→ DATA FOR THIS EXERCISE:
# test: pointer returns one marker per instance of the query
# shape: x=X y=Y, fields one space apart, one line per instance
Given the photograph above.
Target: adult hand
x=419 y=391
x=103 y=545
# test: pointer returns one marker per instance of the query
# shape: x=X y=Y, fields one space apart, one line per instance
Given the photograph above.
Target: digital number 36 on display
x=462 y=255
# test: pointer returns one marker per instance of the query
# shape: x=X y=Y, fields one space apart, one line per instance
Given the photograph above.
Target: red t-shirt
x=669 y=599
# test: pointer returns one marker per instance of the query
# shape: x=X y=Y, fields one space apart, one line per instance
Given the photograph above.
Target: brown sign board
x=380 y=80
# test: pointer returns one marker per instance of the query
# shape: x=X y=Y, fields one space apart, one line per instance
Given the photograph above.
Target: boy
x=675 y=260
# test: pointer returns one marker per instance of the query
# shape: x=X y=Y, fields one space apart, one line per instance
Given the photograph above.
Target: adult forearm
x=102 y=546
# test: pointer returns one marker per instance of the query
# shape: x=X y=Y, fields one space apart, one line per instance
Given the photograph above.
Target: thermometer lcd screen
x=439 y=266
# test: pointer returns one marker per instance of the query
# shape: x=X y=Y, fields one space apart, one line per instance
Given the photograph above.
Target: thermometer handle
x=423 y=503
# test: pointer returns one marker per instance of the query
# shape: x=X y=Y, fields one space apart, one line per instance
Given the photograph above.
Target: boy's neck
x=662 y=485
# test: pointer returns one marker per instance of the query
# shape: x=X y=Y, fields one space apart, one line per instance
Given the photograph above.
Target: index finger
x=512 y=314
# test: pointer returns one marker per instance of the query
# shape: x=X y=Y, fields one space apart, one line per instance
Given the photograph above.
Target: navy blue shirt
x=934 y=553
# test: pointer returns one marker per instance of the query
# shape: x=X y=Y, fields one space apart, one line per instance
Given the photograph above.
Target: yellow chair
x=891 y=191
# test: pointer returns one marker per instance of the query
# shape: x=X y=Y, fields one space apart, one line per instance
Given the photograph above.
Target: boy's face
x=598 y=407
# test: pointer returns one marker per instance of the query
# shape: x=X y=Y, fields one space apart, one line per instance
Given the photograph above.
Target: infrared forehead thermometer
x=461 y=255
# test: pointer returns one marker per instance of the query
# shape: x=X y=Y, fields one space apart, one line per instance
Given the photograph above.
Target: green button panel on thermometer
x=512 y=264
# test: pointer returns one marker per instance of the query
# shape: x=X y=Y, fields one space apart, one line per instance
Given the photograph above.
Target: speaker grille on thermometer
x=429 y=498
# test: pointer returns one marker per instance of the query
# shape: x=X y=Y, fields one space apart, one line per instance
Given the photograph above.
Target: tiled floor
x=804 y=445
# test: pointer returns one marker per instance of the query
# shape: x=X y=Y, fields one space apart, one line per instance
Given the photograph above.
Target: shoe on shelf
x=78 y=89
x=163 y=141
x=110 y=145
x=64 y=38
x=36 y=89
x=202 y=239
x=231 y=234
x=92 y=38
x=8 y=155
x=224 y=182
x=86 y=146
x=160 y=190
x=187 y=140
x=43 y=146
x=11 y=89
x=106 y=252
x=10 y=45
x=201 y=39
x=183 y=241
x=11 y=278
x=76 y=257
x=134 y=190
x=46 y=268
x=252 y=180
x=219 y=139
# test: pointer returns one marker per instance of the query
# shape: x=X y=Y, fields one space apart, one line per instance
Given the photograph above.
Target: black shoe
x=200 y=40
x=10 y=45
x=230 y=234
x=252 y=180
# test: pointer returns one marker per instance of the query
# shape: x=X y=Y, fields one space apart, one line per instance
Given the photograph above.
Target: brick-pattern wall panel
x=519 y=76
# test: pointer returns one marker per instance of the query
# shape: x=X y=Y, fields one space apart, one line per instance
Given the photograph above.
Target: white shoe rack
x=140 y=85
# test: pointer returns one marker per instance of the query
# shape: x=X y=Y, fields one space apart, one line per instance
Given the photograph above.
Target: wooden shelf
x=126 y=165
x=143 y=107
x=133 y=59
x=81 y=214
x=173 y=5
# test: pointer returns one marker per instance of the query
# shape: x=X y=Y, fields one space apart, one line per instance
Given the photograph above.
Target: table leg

→ TASK DETAILS: Every line of the data above belongs in the answer, unchanged.

→ COMPLETED TASK:
# test: pointer returns one marker per instance of the query
# shape: x=X y=Y, fields one space apart, one line per instance
Given the photograph above.
Target: adult hand
x=419 y=391
x=103 y=545
# test: pointer returns one marker per instance of the query
# shape: x=X y=Y, fields one space apart, one line per instance
Given the photograph above.
Target: digital number 36 on display
x=462 y=255
# test: pointer returns one marker per instance of the query
# shape: x=X y=Y, fields one space apart, one line per instance
Given the photograph above.
Target: red t-shirt
x=669 y=599
# test: pointer returns one marker per instance of the query
# shape: x=X y=Y, fields one space apart, one line per instance
Given the photograph above.
Target: brown sign board
x=380 y=80
# test: pointer returns one marker per instance of the query
# shape: x=X y=Y, fields one space apart, one line per instance
Given the photograph above.
Target: boy
x=675 y=260
# test: pointer returns one marker per instance of the query
# shape: x=X y=Y, fields one space apart, one line per instance
Given the photograph above.
Target: adult forearm
x=102 y=546
# test: pointer returns one marker per instance of the query
# shape: x=X y=Y, fields one space apart, one line per instance
Given the photograph above.
Target: thermometer lcd screen
x=439 y=266
# test: pointer returns one marker per instance of the query
# shape: x=X y=Y, fields one space apart, one line per instance
Given the photograph above.
Target: thermometer handle
x=423 y=503
# test: pointer returns one marker per instance of the query
# shape: x=X y=Y, fields one space apart, one line per instance
Given the photograph above.
Target: boy's neck
x=662 y=485
# test: pointer returns one marker per instance of the query
# shape: x=X y=Y, fields one space apart, one line per instance
Given the photograph above.
Target: index finger
x=512 y=314
# test: pointer returns one marker per instance of the query
# shape: x=X y=Y, fields one space apart, one line per instance
Given the photograph above.
Target: navy blue shirt
x=934 y=553
# test: pointer returns one marker per instance of the query
# shape: x=X y=Y, fields one space apart, one line per instance
Given the photograph above.
Target: yellow chair
x=891 y=191
# test: pointer returns one marker per instance of the query
# shape: x=X y=Y, fields one space apart, one line per instance
Given the photograph above.
Target: boy's face
x=598 y=407
# test: pointer returns one marker per instance of the query
# shape: x=X y=Y, fields one space apart, one line per instance
Given the photograph above.
Target: infrared forehead thermometer
x=461 y=255
# test: pointer returns one marker per instance of the query
# shape: x=X y=Y, fields one space apart, one line per instance
Given the photograph above.
Target: green button panel on thermometer
x=512 y=264
# test: pointer returns one marker per instance of the query
# shape: x=X y=Y, fields one space apart, one line per instance
Given the photograph above.
Target: speaker grille on thermometer
x=429 y=498
# test: pointer returns one marker per instance of the query
# shape: x=X y=Y, fields one space apart, one line per instance
Given the photograph above.
Target: tiled floor
x=804 y=445
# test: pointer returns one marker per instance of the query
# shape: x=X y=Y, fields one space apart, one line per instance
Given the photograph above.
Target: shoe on shelf
x=78 y=89
x=163 y=141
x=110 y=145
x=64 y=38
x=36 y=89
x=202 y=239
x=231 y=234
x=92 y=38
x=8 y=155
x=224 y=182
x=86 y=146
x=160 y=190
x=187 y=140
x=43 y=146
x=11 y=89
x=106 y=252
x=10 y=45
x=201 y=39
x=183 y=241
x=11 y=278
x=76 y=257
x=134 y=190
x=46 y=268
x=252 y=180
x=219 y=139
# test: pointer returns one marker per instance of the query
# shape: x=X y=Y, fields one space apart, one line per instance
Given the photograph above.
Target: black shoe
x=200 y=40
x=10 y=45
x=230 y=234
x=252 y=180
# test: pointer returns one marker per instance of the query
# shape: x=X y=Y, fields one space apart, one line per instance
Given the photograph above.
Target: brick-pattern wall panel
x=519 y=76
# test: pointer returns one marker per instance of the query
# shape: x=X y=Y, fields one space apart, one line per instance
Given the photograph above.
Target: white shoe rack
x=140 y=85
# test: pointer returns one marker per instance of the query
# shape: x=X y=Y, fields one space apart, one line per instance
Given the photograph above.
Target: wooden shelf
x=126 y=165
x=143 y=107
x=133 y=59
x=81 y=214
x=173 y=5
# test: pointer returns one marker per instance of the query
# shape: x=X y=Y, fields one space apart, one line per instance
Given the photograph above.
Target: table leg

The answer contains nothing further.